» Task objective: Can you reproduce, word for word, the lines of the records below that start with the line containing "Each instance receives one keypoint. Mark the shadow" and run through the end of the records?

» Record excerpts:
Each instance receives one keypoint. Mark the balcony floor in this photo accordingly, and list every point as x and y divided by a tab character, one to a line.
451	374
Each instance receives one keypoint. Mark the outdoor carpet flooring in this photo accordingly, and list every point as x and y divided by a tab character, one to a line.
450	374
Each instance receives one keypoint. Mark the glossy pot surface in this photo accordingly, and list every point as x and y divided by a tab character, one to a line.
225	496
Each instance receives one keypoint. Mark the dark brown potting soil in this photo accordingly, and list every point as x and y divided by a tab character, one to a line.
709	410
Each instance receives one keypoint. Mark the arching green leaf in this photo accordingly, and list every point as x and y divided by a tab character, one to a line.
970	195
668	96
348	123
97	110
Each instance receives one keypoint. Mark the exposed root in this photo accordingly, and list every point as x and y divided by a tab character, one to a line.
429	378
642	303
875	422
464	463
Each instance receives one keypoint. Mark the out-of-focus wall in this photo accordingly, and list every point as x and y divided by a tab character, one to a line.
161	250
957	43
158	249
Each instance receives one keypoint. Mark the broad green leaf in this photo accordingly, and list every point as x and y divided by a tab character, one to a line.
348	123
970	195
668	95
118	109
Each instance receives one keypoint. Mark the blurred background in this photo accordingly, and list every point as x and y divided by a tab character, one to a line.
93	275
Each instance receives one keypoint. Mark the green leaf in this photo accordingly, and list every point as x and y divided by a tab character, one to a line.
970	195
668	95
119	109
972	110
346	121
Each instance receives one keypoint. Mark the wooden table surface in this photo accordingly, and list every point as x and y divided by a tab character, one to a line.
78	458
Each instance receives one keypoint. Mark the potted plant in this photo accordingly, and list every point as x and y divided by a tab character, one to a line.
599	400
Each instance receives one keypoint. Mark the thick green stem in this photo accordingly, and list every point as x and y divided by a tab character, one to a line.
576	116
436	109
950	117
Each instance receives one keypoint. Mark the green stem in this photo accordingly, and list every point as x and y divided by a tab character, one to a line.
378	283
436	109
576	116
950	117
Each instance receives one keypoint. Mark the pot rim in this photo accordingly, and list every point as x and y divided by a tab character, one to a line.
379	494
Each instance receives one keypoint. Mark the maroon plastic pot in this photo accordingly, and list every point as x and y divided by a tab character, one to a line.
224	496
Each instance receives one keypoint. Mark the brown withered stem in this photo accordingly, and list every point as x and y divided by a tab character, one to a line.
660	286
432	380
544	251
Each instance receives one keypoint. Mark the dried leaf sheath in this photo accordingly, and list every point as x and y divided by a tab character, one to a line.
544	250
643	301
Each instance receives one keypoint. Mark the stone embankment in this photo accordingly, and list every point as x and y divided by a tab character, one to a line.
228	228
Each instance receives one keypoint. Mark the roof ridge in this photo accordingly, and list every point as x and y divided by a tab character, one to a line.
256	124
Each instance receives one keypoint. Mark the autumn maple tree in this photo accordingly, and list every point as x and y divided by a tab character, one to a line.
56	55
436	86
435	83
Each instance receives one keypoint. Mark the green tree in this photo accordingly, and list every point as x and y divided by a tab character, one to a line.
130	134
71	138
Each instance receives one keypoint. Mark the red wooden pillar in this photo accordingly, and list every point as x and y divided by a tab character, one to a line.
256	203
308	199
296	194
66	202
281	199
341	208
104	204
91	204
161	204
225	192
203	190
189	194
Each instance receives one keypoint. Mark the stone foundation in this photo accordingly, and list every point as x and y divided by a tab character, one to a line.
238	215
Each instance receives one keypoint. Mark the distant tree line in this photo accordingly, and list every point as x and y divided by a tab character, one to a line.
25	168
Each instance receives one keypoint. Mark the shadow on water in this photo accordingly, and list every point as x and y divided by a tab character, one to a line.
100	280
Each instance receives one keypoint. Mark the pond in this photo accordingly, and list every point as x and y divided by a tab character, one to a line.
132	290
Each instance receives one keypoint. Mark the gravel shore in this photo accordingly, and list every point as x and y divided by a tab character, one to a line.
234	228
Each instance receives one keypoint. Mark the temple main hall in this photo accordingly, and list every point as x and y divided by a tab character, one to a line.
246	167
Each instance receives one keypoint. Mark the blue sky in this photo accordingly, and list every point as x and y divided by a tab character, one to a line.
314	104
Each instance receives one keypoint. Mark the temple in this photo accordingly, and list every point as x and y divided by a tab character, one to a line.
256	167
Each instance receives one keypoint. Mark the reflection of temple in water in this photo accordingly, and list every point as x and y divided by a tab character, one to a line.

» Exercise output:
Each instance receives one keypoint. Mark the shadow on water in this photo accordingly, and list every point as x and y divided by a tab character, one to a line.
100	280
Each instance receives one keypoint. Mark the pond in this photo accordingly, and list every point as x and y divided by a tab character, one to a line.
132	290
Each instance receives one keypoint. Mark the gravel shore in this photo accordingly, and list every point as x and y divided by a tab character, one to a line.
234	228
Each instance receives one keypoint. Mark the temple main hall in this photo accordingly, and list every point as x and y divided by a tab character, one to a line.
246	167
Each instance receives one keypoint. Mark the blue sky in this photo accordingly, and list every point as x and y divided by a tab character, one to a line.
314	104
Each instance receives one keypoint. Mark the temple in this photo accordingly, and list every point as x and y divided by a tab character, one to a line.
256	167
Each instance receives one keypoint. Mark the reflection of temple in water in this photo accordingly, and list every point as x and y divided by a tab character, one to a line.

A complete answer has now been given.